REQUIREMENT:
Collect each line in the rows below that contains the word "willing".

EXTRACTED RECORDS:

[Begin]

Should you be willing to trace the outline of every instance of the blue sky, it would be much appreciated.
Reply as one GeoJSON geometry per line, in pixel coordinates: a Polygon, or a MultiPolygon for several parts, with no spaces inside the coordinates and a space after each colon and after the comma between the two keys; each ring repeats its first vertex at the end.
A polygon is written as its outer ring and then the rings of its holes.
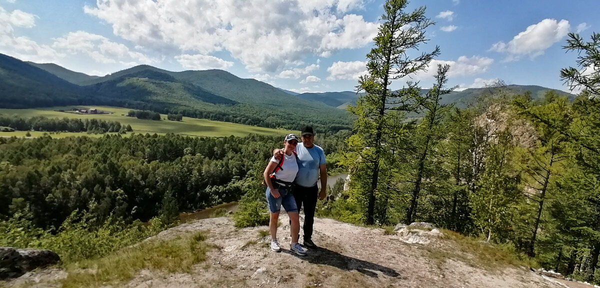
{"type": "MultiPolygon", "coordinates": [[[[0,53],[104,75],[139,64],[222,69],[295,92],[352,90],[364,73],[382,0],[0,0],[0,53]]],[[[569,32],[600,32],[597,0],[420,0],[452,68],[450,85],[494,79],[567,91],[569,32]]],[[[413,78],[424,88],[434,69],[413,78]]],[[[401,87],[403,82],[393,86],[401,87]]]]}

[End]
[Begin]

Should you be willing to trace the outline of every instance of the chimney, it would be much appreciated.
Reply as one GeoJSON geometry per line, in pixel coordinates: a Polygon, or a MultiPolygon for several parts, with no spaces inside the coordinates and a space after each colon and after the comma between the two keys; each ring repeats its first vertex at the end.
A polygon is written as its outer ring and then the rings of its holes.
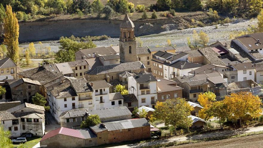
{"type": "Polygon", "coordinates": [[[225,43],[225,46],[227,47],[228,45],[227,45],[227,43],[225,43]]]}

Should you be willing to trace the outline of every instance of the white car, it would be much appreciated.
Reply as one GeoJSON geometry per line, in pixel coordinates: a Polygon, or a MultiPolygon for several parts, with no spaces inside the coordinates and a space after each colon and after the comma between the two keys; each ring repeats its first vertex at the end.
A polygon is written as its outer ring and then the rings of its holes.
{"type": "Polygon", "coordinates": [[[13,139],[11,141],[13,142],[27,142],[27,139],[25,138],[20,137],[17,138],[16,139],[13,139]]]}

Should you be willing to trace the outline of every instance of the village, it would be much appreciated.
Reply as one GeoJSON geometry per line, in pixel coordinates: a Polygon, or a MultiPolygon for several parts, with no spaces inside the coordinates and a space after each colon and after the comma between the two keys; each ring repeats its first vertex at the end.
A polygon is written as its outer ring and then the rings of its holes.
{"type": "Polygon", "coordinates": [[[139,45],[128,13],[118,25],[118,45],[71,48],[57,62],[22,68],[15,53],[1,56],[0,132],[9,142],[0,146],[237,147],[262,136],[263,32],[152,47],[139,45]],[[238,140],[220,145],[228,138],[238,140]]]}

[End]

TASK SOLUTION:
Should you be willing to trace the outline of every instance of the blue sky, it would be much appreciated.
Should you be willing to trace the outline of every instance of the chimney, it would be much appreciated.
Should you be willing to trace the outline of every instance of the white car, it would be much appreciated.
Should you be willing to trace the outline of every instance of the village, it would be much appreciated.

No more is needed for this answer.